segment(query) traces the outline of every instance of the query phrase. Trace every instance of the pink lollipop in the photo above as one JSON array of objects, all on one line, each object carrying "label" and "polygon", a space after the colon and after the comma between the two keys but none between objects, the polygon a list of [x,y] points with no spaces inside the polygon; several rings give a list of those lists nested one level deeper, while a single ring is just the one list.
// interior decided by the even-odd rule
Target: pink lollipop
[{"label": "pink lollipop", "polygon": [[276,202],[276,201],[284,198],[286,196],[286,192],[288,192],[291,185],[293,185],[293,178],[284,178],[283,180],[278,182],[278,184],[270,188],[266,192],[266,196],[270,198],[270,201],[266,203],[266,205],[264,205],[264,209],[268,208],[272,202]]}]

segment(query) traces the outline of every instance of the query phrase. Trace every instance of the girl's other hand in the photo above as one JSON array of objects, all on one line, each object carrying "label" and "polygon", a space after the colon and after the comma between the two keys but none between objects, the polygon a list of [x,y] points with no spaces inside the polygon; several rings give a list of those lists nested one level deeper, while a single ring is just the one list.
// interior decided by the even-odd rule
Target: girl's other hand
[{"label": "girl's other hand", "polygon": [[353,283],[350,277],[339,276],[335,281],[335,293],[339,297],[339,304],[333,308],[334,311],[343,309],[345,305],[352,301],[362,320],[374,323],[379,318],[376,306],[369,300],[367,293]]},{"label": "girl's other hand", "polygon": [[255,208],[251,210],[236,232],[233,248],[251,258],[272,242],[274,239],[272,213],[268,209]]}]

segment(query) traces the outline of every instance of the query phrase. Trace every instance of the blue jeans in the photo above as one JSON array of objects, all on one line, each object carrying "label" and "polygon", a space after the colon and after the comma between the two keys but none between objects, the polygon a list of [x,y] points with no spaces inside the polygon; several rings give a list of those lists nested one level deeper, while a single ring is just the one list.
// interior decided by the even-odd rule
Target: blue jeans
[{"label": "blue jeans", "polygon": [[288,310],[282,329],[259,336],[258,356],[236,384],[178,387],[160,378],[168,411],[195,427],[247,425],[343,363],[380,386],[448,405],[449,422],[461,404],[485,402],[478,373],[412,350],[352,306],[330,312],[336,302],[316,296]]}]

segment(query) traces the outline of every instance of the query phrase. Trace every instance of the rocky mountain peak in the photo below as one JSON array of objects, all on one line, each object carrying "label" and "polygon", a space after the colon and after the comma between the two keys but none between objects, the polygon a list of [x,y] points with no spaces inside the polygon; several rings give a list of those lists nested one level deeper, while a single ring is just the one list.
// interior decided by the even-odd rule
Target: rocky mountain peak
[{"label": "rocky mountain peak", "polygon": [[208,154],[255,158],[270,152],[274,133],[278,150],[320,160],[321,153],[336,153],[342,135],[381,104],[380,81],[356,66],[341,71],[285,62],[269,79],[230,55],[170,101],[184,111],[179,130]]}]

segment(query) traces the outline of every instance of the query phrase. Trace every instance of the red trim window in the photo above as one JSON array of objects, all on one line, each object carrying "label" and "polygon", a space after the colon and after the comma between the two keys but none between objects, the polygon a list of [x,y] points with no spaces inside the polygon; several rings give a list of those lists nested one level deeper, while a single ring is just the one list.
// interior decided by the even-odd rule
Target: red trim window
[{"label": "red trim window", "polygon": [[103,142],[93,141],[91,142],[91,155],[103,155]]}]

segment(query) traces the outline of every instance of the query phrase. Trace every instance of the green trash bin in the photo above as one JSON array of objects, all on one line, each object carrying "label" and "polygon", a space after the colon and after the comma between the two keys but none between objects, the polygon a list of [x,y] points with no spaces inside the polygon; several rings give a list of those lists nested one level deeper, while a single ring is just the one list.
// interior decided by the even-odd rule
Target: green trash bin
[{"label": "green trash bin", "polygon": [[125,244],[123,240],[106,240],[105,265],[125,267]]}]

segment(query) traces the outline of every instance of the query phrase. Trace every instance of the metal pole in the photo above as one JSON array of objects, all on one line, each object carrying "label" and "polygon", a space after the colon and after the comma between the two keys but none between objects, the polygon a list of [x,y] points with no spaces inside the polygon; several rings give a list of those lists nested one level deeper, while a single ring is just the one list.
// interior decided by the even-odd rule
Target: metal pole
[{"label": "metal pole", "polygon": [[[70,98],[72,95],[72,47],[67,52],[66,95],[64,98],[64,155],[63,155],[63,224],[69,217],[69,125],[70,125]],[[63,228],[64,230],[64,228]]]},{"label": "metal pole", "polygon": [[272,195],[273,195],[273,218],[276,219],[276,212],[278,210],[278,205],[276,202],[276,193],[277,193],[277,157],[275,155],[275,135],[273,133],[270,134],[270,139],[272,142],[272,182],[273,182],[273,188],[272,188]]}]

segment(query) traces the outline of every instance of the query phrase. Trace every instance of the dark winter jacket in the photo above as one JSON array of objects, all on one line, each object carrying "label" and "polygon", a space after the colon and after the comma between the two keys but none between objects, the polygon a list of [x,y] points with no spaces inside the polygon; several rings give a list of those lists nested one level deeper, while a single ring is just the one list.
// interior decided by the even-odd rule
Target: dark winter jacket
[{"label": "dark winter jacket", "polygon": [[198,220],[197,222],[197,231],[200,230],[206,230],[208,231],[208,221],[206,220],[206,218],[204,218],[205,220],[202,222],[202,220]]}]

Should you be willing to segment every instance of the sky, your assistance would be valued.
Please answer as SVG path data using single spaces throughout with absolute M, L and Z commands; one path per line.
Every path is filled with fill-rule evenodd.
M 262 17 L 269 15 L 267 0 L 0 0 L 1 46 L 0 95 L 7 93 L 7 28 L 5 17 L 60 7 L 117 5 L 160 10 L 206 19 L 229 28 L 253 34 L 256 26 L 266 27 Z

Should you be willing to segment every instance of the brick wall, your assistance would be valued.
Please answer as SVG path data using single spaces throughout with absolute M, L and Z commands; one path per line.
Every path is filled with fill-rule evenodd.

§ **Direction**
Print every record above exactly as written.

§ **Output for this task**
segment(query) traces the outline of every instance of the query phrase. Trace every instance of the pink lollipop in the photo above as one JSON array of objects, all on one line, each object carrying "label" and "polygon", a space after the colon and after the comma between the two keys but none between objects, the polygon a list of [x,y] points with no spaces inside the polygon; several rings give a list of those lists nested one level deeper, while a single ring is just the one list.
// interior decided by the even-odd rule
Target: pink lollipop
[{"label": "pink lollipop", "polygon": [[276,202],[276,201],[284,198],[286,196],[286,192],[288,192],[291,185],[293,185],[293,178],[284,178],[283,180],[278,182],[278,184],[270,188],[266,192],[266,196],[270,198],[270,201],[266,203],[266,205],[264,205],[264,209],[268,208],[272,202]]}]

segment(query) traces the outline of every instance of the query phrase. Trace every instance of the girl's other hand in the photo above as one JSON array of objects, all on one line, each object carrying "label" and "polygon", a space after the colon and after the comma between the two keys but none between objects, the polygon a list of [x,y] points with no spaces inside the polygon; several rings give a list of those lists nested one level deeper, while a single ring is just the one list.
// interior decided by the even-odd rule
Target: girl's other hand
[{"label": "girl's other hand", "polygon": [[353,283],[350,277],[339,276],[335,281],[335,293],[339,297],[339,304],[333,308],[334,311],[343,309],[345,305],[352,301],[362,320],[374,323],[379,318],[376,306],[369,300],[367,293]]},{"label": "girl's other hand", "polygon": [[255,208],[251,210],[236,232],[233,248],[251,258],[272,242],[274,239],[272,213],[268,209]]}]

segment(query) traces the outline of every instance of the query phrase. Trace every instance of the blue jeans in the photo above as one JSON array of objects, all on one line, each object carrying "label" and "polygon", a space after the colon and after the comma between the two keys but none between objects, the polygon a list of [x,y] points with no spaces inside the polygon; several rings give a list of those lists nested one level deeper, while a single ring is just the one list.
// interior decided by the even-odd rule
Target: blue jeans
[{"label": "blue jeans", "polygon": [[288,310],[282,329],[259,336],[258,356],[236,384],[178,387],[160,378],[168,411],[195,427],[247,425],[343,363],[380,386],[448,405],[449,422],[461,404],[485,402],[478,373],[412,350],[352,306],[330,312],[336,302],[316,296]]}]

segment(query) traces the outline of every instance of the query phrase. Trace every instance of the rocky mountain peak in the photo below as one JSON array of objects, all on one line, each object carrying "label" and "polygon", a space after the colon and after the comma between the two keys but none between objects, the polygon a list of [x,y] points with no spaces inside the polygon; several rings give a list of those lists nested one level deeper, while a single ring is just the one list.
// interior decided by the even-odd rule
Target: rocky mountain peak
[{"label": "rocky mountain peak", "polygon": [[208,154],[255,158],[270,152],[274,133],[278,150],[320,160],[321,153],[336,153],[342,135],[381,104],[380,81],[356,66],[341,71],[285,62],[269,79],[230,55],[170,101],[184,111],[179,130]]}]

segment(query) traces the outline of every instance of the query phrase. Trace every instance of the red trim window in the photo above as one JSON array of objects, all on one line, each object carrying "label" and "polygon", a space after the colon and after the comma between the two keys but none between objects, the polygon a list of [x,y] points with no spaces inside the polygon; several rings give a list of those lists nested one level deeper, while a single ring is just the one list.
// interior decided by the even-odd rule
Target: red trim window
[{"label": "red trim window", "polygon": [[103,142],[93,141],[91,142],[91,155],[103,155]]}]

segment(query) traces the outline of every instance of the query phrase. Trace every instance of the green trash bin in the photo above as one JSON array of objects, all on one line, each object carrying "label" and "polygon", a space after the colon and after the comma between the two keys but none between objects, the polygon a list of [x,y] points with no spaces inside the polygon; several rings give a list of those lists nested one level deeper, while a single ring is just the one list.
// interior decided by the even-odd rule
Target: green trash bin
[{"label": "green trash bin", "polygon": [[125,244],[123,240],[106,240],[105,265],[125,267]]}]

segment(query) traces the outline of every instance of the query phrase. Trace every instance of the metal pole in the photo above as one JSON array of objects, all on one line, each object carrying "label" and "polygon", a space after the colon and after the comma between the two keys but none between objects, the polygon a list of [x,y] points with no spaces inside the polygon; several rings give a list of those lists nested one level deeper, while a single ring is just the one list.
// interior decided by the even-odd rule
Target: metal pole
[{"label": "metal pole", "polygon": [[[70,98],[72,95],[72,47],[67,52],[66,95],[64,98],[64,155],[63,155],[63,224],[69,217],[69,125],[70,125]],[[63,228],[64,230],[64,228]]]},{"label": "metal pole", "polygon": [[272,195],[273,195],[273,218],[276,219],[276,212],[278,210],[278,205],[276,202],[276,193],[277,193],[277,157],[275,155],[275,135],[273,133],[270,134],[270,139],[272,142],[272,182],[273,182],[273,188],[272,188]]}]

segment(query) traces the outline of every instance of the query phrase. Trace every instance of the dark winter jacket in the photo above as one JSON array of objects, all on one line, each object carrying "label" and "polygon", a space after the colon and after the comma between the two keys but none between objects, the polygon a list of [x,y] points with no spaces inside the polygon; several rings give a list of those lists nested one level deeper, while a single ring is just the one list.
// interior decided by the even-odd rule
Target: dark winter jacket
[{"label": "dark winter jacket", "polygon": [[198,220],[197,222],[197,231],[200,230],[206,230],[208,231],[208,221],[206,220],[206,218],[204,218],[205,220],[202,222],[202,220]]}]

Should you be willing to segment every instance of the sky, your assistance would be valued.
Please answer as SVG path data using single spaces throughout with absolute M, L and Z commands; one path per line.
Every path is filled with fill-rule evenodd.
M 262 17 L 269 15 L 267 0 L 0 0 L 1 46 L 0 95 L 7 93 L 7 28 L 5 17 L 60 7 L 117 5 L 160 10 L 206 19 L 229 28 L 253 34 L 256 26 L 266 27 Z

Should you be willing to segment every instance of the brick wall, your assistance would be valued.
Please answer as SVG path data using single spaces throughout with absolute M, L and Z commands; one path per line.
Every path is filled with fill-rule evenodd.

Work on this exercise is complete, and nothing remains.